Directions.
Write out the records below word for word, please.

===============

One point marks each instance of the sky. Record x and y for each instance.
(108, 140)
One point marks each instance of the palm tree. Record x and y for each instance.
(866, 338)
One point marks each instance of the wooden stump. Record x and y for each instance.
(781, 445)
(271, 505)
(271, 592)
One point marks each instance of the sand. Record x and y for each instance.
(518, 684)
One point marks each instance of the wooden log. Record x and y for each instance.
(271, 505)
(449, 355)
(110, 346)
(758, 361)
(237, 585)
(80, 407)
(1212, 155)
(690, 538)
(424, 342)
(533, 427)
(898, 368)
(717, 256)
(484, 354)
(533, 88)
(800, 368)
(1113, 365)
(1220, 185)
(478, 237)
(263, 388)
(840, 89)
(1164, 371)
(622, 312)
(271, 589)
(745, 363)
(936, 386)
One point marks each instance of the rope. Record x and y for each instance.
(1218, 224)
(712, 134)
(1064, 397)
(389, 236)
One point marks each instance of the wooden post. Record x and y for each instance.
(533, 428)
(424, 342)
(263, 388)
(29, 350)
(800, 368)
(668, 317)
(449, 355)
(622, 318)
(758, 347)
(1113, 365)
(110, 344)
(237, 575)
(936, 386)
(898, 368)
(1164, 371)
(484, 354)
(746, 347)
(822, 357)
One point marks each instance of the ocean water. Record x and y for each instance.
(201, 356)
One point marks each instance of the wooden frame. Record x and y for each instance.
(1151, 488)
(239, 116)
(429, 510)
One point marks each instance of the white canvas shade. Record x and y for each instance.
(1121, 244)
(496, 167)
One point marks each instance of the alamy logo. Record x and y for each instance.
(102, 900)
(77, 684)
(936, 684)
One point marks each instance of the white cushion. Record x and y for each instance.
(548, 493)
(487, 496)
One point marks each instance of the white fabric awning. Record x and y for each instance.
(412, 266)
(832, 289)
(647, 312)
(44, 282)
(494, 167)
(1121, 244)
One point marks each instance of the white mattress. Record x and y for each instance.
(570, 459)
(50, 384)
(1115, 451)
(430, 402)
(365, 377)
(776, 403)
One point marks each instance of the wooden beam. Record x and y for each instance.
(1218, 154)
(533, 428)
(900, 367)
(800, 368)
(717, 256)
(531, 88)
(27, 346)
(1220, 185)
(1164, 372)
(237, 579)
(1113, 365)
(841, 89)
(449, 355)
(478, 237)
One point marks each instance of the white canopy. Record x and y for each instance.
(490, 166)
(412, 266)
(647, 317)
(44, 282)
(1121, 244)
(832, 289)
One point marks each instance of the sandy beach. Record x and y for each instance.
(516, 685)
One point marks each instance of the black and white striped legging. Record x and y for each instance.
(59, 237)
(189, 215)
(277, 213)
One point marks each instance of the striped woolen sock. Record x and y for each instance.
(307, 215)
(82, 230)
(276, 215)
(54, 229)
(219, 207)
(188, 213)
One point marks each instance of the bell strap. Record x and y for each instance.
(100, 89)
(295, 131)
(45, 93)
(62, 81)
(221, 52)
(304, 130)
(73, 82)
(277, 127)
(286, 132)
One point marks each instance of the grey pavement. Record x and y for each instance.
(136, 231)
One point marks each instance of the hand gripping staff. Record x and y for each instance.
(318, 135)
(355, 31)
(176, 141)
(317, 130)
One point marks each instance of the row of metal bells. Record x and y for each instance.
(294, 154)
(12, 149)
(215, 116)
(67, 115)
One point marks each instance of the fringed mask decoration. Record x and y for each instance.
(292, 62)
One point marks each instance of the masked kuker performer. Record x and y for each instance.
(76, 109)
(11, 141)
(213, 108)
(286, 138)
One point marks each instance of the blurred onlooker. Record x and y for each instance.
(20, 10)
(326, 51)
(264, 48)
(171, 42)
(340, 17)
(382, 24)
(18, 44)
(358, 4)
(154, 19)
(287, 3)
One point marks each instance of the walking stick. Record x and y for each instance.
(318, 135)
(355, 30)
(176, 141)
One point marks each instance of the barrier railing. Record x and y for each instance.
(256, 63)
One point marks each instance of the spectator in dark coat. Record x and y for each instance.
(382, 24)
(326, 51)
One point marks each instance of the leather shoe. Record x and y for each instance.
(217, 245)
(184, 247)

===============

Solution.
One point marks each instance of the sky. Record x and y for each instance.
(108, 140)
One point marks each instance of the palm tree. Record x and y for each instance.
(866, 338)
One point marks each instance of the wooden stump. Record x and y for each instance.
(781, 445)
(271, 505)
(271, 592)
One point marks each instance of the sand. Record x and y for each instance.
(518, 684)
One point marks each instance of the wooden log. Record x and y for each instance.
(271, 505)
(449, 355)
(110, 346)
(758, 361)
(237, 585)
(80, 407)
(1212, 155)
(690, 538)
(424, 342)
(533, 427)
(898, 368)
(717, 256)
(484, 354)
(533, 88)
(800, 368)
(1113, 365)
(1220, 185)
(478, 237)
(263, 388)
(840, 89)
(1164, 371)
(622, 312)
(271, 589)
(745, 363)
(936, 386)
One point marks each instance of the rope. Record x and y for each instance.
(1218, 224)
(712, 134)
(1064, 397)
(389, 236)
One point marks each instance of the wooden post. Record x and y for each instance.
(533, 428)
(424, 342)
(263, 388)
(29, 350)
(800, 368)
(668, 317)
(449, 355)
(622, 318)
(758, 347)
(1113, 365)
(110, 344)
(237, 575)
(936, 386)
(898, 368)
(1164, 371)
(484, 354)
(746, 347)
(822, 357)
One point marks each instance of the ocean water. Record x and y for each instance.
(201, 356)
One point marks each instance of the wooden frame. Record x and y for each instance.
(1151, 488)
(239, 116)
(429, 510)
One point marks each instance of the white canvas shade. Record x and y for each instance.
(1121, 244)
(496, 167)
One point marks each instance of the alamy logo. Record x and y for each instance.
(102, 900)
(77, 684)
(936, 684)
One point marks each instance of the white cushion. Record x and y for each instance.
(548, 493)
(487, 496)
One point marks each instance of the white fabric awning. Record x and y for each instance.
(412, 266)
(832, 289)
(647, 312)
(44, 282)
(494, 167)
(1121, 244)
One point marks each instance of the white mattress. Record x and y for each instance.
(570, 459)
(50, 384)
(1115, 451)
(430, 402)
(365, 377)
(776, 403)
One point marks each instance of the wooden beam. Record x and y for each instance.
(1218, 154)
(533, 428)
(900, 367)
(800, 368)
(717, 256)
(531, 88)
(27, 346)
(1220, 185)
(1164, 372)
(237, 579)
(1113, 365)
(841, 89)
(449, 355)
(478, 237)
One point marks each instance of the white canopy. Record x and y for each instance.
(490, 166)
(412, 266)
(647, 317)
(44, 282)
(1121, 244)
(832, 289)
One point marks each instance of the sandy beach. Record x and y for each instance.
(516, 685)
One point marks each instance of the black and white striped legging. Record x and y for each instance.
(59, 237)
(189, 215)
(277, 213)
One point marks each instance of the striped woolen sock. Record x and y for each instance.
(307, 215)
(82, 230)
(276, 215)
(54, 229)
(219, 207)
(188, 213)
One point marks each instance of the bell strap. Record x and y for each instance.
(100, 89)
(295, 131)
(45, 93)
(62, 81)
(221, 52)
(304, 130)
(73, 82)
(277, 127)
(286, 132)
One point marks each instance of the grey pavement. Record x and y for each instance.
(136, 231)
One point marks each instance of the hand gripping staff. Record x and y for each instance.
(318, 135)
(355, 31)
(176, 141)
(317, 130)
One point marks each instance of the row of metal bells. Record x and y for each instance.
(294, 154)
(12, 149)
(215, 116)
(67, 115)
One point marks each instance of the fringed mask decoration. Record x and y for each instance.
(292, 62)
One point marks each instance of the masked kuker performer. Record x and y for each instance.
(76, 109)
(11, 141)
(213, 108)
(286, 138)
One point marks each instance of the blurred onlooker. Record x and y for each instance.
(20, 10)
(326, 51)
(264, 48)
(171, 42)
(340, 17)
(382, 24)
(18, 44)
(358, 4)
(154, 19)
(287, 3)
One point marks each instance of the walking stick. Record x and y for each instance.
(318, 135)
(355, 30)
(176, 141)
One point marks each instance of the barrier railing. Record x and y for each instance.
(256, 63)
One point marks each instance of the spectator in dark coat. Record x and y for each instance.
(382, 24)
(326, 51)
One point marks each instance of the leather shoe. Record x and y for each instance.
(217, 245)
(184, 247)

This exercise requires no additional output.